Begin EXTRACTED DATA
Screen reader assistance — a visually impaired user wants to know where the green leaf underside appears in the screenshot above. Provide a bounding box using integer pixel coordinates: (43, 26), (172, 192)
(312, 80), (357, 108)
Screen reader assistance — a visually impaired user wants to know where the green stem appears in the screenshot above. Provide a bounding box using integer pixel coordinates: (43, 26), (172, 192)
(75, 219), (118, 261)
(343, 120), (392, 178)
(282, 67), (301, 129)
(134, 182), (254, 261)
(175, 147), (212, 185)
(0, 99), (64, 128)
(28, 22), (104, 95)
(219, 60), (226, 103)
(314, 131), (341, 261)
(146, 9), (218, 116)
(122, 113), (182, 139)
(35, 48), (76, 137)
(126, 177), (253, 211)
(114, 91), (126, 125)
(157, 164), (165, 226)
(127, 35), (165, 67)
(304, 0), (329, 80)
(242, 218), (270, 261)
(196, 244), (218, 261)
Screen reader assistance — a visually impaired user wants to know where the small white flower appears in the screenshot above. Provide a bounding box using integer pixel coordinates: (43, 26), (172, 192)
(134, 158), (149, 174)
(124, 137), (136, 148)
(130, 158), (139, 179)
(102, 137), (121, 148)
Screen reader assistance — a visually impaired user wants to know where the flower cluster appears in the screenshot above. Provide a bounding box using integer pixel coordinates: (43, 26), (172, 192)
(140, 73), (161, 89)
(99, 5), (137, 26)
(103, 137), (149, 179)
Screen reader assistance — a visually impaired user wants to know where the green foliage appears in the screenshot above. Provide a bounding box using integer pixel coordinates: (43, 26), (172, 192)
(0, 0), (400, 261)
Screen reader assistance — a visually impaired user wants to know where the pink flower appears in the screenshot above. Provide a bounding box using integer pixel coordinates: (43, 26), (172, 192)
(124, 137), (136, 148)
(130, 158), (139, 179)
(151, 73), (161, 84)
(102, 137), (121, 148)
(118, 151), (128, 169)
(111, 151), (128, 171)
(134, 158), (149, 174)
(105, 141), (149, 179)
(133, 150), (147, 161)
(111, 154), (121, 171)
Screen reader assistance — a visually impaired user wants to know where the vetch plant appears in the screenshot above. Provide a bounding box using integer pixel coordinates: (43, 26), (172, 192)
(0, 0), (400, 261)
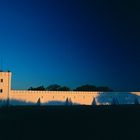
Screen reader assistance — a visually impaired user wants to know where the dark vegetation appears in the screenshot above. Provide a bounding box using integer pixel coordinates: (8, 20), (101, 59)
(28, 84), (113, 92)
(0, 105), (140, 140)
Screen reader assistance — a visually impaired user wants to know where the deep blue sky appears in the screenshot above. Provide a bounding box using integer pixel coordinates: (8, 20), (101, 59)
(0, 0), (140, 91)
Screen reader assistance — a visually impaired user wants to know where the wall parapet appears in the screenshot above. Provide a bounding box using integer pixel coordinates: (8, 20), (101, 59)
(11, 90), (99, 94)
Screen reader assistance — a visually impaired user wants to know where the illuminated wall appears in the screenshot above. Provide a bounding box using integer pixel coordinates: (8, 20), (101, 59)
(0, 72), (98, 105)
(0, 72), (140, 105)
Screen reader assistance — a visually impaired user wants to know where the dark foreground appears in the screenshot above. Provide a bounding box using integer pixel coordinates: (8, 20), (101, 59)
(0, 105), (140, 140)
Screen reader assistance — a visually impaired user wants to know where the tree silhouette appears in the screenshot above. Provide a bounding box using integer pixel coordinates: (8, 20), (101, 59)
(112, 97), (119, 105)
(74, 84), (113, 92)
(65, 98), (72, 105)
(36, 98), (41, 106)
(91, 97), (97, 105)
(134, 98), (139, 105)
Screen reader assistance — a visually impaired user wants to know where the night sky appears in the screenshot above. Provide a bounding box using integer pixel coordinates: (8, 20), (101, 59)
(0, 0), (140, 91)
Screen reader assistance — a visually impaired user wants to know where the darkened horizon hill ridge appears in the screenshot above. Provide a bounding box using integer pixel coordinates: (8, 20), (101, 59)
(0, 0), (140, 91)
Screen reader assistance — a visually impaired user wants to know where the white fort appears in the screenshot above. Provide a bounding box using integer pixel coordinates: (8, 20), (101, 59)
(0, 72), (140, 105)
(0, 72), (99, 105)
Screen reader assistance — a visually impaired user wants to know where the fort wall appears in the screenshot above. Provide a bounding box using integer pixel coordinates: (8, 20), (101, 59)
(9, 90), (98, 105)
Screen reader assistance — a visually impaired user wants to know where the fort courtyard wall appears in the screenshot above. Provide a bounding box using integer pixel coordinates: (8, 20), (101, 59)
(0, 72), (140, 105)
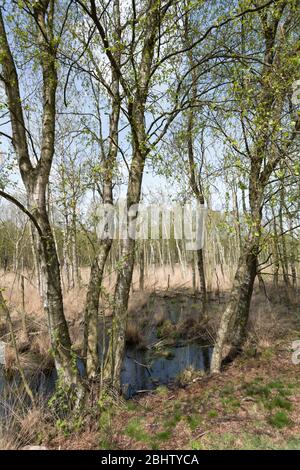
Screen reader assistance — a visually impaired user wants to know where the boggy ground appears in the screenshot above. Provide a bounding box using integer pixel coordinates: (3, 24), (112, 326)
(41, 331), (300, 450)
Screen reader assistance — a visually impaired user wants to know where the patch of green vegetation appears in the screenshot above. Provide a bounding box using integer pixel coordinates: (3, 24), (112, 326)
(205, 432), (236, 450)
(186, 414), (202, 431)
(269, 411), (292, 429)
(260, 346), (276, 361)
(155, 385), (168, 397)
(220, 384), (234, 397)
(154, 429), (172, 442)
(125, 418), (172, 450)
(157, 320), (179, 339)
(284, 435), (300, 450)
(265, 396), (293, 411)
(244, 381), (271, 398)
(126, 400), (139, 411)
(125, 418), (149, 442)
(207, 410), (218, 418)
(221, 397), (241, 413)
(189, 441), (203, 450)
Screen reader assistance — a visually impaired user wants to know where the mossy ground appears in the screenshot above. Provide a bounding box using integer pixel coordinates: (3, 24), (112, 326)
(47, 334), (300, 450)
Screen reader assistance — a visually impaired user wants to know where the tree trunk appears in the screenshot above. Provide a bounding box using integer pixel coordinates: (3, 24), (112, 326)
(84, 240), (112, 378)
(211, 229), (259, 373)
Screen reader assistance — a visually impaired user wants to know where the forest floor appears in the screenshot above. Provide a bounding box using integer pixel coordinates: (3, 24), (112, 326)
(43, 331), (300, 450)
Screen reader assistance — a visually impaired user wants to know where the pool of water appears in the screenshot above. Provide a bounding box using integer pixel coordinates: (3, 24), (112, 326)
(0, 299), (212, 408)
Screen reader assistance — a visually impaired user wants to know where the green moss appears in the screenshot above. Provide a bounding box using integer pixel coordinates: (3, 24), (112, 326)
(186, 414), (202, 431)
(189, 441), (203, 450)
(125, 418), (149, 442)
(266, 396), (293, 411)
(207, 410), (218, 418)
(269, 411), (292, 429)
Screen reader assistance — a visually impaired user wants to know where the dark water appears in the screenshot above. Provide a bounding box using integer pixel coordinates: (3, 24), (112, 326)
(0, 299), (212, 406)
(121, 343), (211, 398)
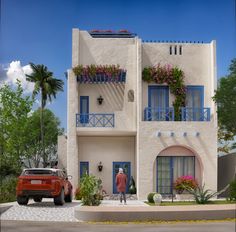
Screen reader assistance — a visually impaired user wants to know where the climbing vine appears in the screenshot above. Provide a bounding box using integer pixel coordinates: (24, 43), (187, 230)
(142, 64), (186, 121)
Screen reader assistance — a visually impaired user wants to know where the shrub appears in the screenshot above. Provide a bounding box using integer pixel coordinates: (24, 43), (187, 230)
(147, 193), (156, 203)
(174, 176), (198, 194)
(229, 179), (236, 201)
(0, 176), (17, 203)
(80, 175), (102, 206)
(186, 185), (218, 204)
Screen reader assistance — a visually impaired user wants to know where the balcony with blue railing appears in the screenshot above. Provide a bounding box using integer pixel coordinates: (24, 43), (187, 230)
(181, 107), (210, 121)
(144, 107), (210, 121)
(144, 107), (174, 121)
(76, 113), (115, 128)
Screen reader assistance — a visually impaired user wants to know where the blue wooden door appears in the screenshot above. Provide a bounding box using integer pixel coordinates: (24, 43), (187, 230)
(80, 96), (89, 124)
(113, 162), (130, 194)
(185, 86), (204, 121)
(80, 162), (89, 178)
(148, 86), (169, 121)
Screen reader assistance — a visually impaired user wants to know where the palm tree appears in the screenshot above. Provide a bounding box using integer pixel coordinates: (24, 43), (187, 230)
(26, 63), (64, 167)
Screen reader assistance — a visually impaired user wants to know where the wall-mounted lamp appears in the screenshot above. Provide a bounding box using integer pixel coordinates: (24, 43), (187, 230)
(156, 131), (161, 137)
(195, 132), (200, 137)
(98, 161), (103, 172)
(170, 131), (175, 137)
(97, 95), (103, 105)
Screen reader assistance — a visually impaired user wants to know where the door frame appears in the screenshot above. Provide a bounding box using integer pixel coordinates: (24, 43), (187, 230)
(79, 161), (89, 179)
(156, 155), (196, 194)
(112, 161), (131, 194)
(148, 85), (169, 108)
(80, 96), (89, 124)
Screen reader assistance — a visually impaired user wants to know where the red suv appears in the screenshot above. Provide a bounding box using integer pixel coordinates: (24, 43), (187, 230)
(16, 168), (73, 205)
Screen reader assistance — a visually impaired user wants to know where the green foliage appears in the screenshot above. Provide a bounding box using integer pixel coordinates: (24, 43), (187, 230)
(174, 176), (198, 194)
(142, 64), (186, 121)
(73, 64), (125, 79)
(0, 81), (34, 176)
(218, 126), (236, 153)
(24, 109), (63, 167)
(26, 63), (64, 167)
(229, 179), (236, 201)
(213, 58), (236, 143)
(147, 192), (156, 203)
(0, 175), (17, 203)
(185, 185), (219, 204)
(80, 175), (102, 206)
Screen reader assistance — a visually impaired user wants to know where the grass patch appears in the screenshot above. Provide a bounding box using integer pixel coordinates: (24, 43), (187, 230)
(145, 200), (236, 206)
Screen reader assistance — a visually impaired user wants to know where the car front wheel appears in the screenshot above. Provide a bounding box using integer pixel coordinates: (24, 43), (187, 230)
(65, 189), (73, 202)
(54, 189), (65, 205)
(34, 197), (42, 202)
(16, 196), (29, 205)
End EXTRACTED DATA
• YOUR GOAL: Lay out everything from the start of the items down to the line containing "(312, 80), (357, 108)" as a two-column CSV with the headers label_query and box_answer. Give one row per item, holding its text and its answer, each in a single quoted field with any line breaks replaced by spaces.

• REPLY:
label_query,box_answer
"Screen reader assistance — a visually impaired user wants to know where the green leaf underside appears in the screenshot above. Provide a bounding box using integer pixel coordinates: (43, 26), (172, 192)","(312, 80), (357, 108)"